[Begin Page text]

Data

This repository contains data collected in our user study on the efficiency of the Broccoli paradigm.
An analysis can be found in this paper.

Roland Aydin, Lars Klein, Arnaud Miribel, and Robert West. 2020. 
Broccoli: Sprinkling Lightweight Vocabulary Learning into Everyday Information Diets. 
In Proceedings of The Web Conference 2020 (WWW '20), April 20–24, 2020, Taipei, Taiwan. ACM, New York, NY, USA 11 Pages.
https://doi.org/10.1145/3366423.3380209

A detailed schematic of the data is recorded in the following.

Data from first session

german_learning.json and swiss_learning.json contain data collected by our plugin during the first session. In this session, participants were exposed to two tables of vocabulary and a selection of annotated text. The JSON files contain lists, each entry corresponds to a participant.
Each entry in the list is a dictionary of relevant userdata. The keys found in the entry are:

  • userDataReference: Under this key, the plugin has stored the users' email. It has been replaced by an integer that uniquely identifies this user.
  • popups: Everytime the user clicks on a word during the annotated reading section, a popup with its translation is shown on screen.
    • lemma, the word that was translated
    • timestamp, the time at which the popup was created
  • readingTimestamps: Each time the user enters or leaves a page during the annotated reading section, the plugin creates a readingTimestamp. The number of words shown to the user, both annotated and unannotated, can be found in lemma_counts.json. By combining timestamp data and word counts you can compute a reading speed in words-per-minute
    • direction, in ['enter', 'exit']. Encodes whether the user entered or left the page.

[End Page text]

### Request A
Write out the entries below word for word, from their first line through the line containing "90 79 L 101".

[Begin Data for the task]

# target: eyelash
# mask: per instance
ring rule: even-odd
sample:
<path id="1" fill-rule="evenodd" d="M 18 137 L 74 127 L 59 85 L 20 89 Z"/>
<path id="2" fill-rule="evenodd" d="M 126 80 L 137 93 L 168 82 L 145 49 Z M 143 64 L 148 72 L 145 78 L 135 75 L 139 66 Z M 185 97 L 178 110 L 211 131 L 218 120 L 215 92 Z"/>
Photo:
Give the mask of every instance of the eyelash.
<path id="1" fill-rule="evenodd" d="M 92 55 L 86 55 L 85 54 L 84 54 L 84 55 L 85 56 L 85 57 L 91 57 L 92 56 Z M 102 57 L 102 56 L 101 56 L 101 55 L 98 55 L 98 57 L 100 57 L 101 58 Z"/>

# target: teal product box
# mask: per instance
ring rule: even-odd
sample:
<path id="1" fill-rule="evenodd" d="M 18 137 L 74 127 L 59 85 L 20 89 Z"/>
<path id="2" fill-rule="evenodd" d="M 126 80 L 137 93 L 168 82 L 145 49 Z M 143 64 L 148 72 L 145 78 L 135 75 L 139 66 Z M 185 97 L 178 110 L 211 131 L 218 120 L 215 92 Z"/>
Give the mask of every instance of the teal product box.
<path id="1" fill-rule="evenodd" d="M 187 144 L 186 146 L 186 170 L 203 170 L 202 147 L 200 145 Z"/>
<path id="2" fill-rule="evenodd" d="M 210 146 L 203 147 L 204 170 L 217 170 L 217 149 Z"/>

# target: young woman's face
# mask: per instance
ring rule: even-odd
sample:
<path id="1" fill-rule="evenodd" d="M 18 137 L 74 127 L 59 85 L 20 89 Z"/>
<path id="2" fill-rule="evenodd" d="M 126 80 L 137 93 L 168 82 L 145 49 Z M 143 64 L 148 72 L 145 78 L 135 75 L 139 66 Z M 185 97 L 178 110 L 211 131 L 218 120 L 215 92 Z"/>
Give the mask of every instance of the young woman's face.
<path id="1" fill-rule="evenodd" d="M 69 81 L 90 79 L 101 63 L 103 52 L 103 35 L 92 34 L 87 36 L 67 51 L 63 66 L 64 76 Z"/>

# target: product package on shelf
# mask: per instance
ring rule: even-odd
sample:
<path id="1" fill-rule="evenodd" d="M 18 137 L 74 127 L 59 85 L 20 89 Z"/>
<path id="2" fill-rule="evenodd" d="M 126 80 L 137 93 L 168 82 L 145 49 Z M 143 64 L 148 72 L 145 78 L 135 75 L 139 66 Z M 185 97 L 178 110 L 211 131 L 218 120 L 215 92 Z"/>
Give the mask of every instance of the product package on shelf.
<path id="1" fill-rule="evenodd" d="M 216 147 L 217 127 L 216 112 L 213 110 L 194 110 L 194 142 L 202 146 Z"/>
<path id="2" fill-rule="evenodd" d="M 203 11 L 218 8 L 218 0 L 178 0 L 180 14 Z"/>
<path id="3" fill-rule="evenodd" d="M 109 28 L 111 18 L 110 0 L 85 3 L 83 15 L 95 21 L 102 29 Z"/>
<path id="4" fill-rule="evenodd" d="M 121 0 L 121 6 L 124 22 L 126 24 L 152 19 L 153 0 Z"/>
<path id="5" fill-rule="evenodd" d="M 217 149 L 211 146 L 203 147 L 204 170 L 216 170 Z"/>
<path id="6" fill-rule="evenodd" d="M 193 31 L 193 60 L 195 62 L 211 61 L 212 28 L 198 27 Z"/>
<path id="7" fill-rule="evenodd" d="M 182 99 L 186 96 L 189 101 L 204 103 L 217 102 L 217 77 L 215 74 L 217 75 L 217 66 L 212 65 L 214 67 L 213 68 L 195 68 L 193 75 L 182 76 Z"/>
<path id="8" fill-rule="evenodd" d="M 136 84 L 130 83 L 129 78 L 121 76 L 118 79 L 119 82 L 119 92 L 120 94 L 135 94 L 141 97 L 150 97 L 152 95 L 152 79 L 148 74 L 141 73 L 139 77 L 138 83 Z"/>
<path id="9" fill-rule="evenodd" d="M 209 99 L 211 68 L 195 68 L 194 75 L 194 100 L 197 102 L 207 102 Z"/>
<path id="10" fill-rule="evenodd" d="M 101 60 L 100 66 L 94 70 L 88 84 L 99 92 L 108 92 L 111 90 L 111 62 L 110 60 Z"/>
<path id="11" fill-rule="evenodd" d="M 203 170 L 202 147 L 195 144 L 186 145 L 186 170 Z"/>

[End Data for the task]

### Request B
Pick up the Broccoli study data description where it ends and keep writing it.

### Task output A
# target: eyelash
# mask: per instance
ring rule: even-odd
sample:
<path id="1" fill-rule="evenodd" d="M 18 137 L 74 127 L 59 85 L 20 89 Z"/>
<path id="2" fill-rule="evenodd" d="M 126 80 L 137 93 L 168 82 L 145 49 Z M 143 64 L 148 72 L 145 78 L 135 75 L 139 66 Z M 185 97 L 178 110 L 211 131 L 218 120 L 215 92 Z"/>
Photo:
Give the mask of every instance of the eyelash.
<path id="1" fill-rule="evenodd" d="M 92 55 L 86 55 L 85 54 L 84 54 L 84 55 L 85 56 L 85 57 L 91 57 L 92 56 Z M 102 57 L 102 56 L 101 56 L 101 55 L 98 55 L 98 57 L 100 57 L 101 58 Z"/>

# target: teal product box
# mask: per instance
ring rule: even-odd
sample:
<path id="1" fill-rule="evenodd" d="M 18 137 L 74 127 L 59 85 L 20 89 Z"/>
<path id="2" fill-rule="evenodd" d="M 126 80 L 137 93 L 168 82 L 145 49 Z M 143 64 L 148 72 L 145 78 L 135 75 L 139 66 Z M 185 97 L 178 110 L 211 131 L 218 120 L 215 92 Z"/>
Give the mask of every instance of the teal product box.
<path id="1" fill-rule="evenodd" d="M 187 144 L 186 146 L 186 170 L 203 170 L 202 147 L 200 145 Z"/>
<path id="2" fill-rule="evenodd" d="M 210 146 L 203 147 L 204 170 L 217 170 L 217 149 Z"/>

# target: young woman's face
# mask: per instance
ring rule: even-odd
sample:
<path id="1" fill-rule="evenodd" d="M 18 137 L 74 127 L 59 85 L 20 89 Z"/>
<path id="2" fill-rule="evenodd" d="M 126 80 L 137 93 L 168 82 L 145 49 Z M 143 64 L 148 72 L 145 78 L 135 75 L 139 66 Z M 185 97 L 178 110 L 211 131 L 218 120 L 215 92 Z"/>
Give the mask of every instance of the young woman's face.
<path id="1" fill-rule="evenodd" d="M 69 81 L 90 79 L 101 63 L 103 52 L 103 35 L 92 34 L 87 36 L 67 51 L 63 66 L 64 76 Z"/>

### Task output B
    • timestamp, the time when this event occured.
    • currentIndex, the number of the site that was page
    • html_displayed, the content of the site. If no <mark> html tags are present, the text doesn't contain Broccoli annotations.
  • readingSpeedData: For the second deployment, the plugin was refined to be more self-contained. This key is only present in the data collected in Germany. It contains both the time spent reading and the number of words read.
    • total_time_annotated, total amount of time spent reading text with annotations
    • total_time_vanilla, total amount of time spent reading unprocessed text
    • lemmas_with_annotations, number of words in annotated text
    • lemmas_without_annotations, number of words in unannotated text
  • ressources: The words assigned to the different conditions are recorded here. To identify which group a user belongs to, you should rely on the wordgroups recorded in this first session. The long-term followup in Switzerland has been done remotely, we couldn't verify whether participants install the right plugin. For security, we check against the words recorded under this ressources key. Users can be identified uniquely by their id.
    • a words shown in the pre-table condition.
    • be and br are "Broccoli with language model" and "Broccoli at random", respectively.
    • c words shown in the post-table condition.
  • testAnswers: A list with answers from the multiple choice test. Each entry contains
    • choices, a list of answer options.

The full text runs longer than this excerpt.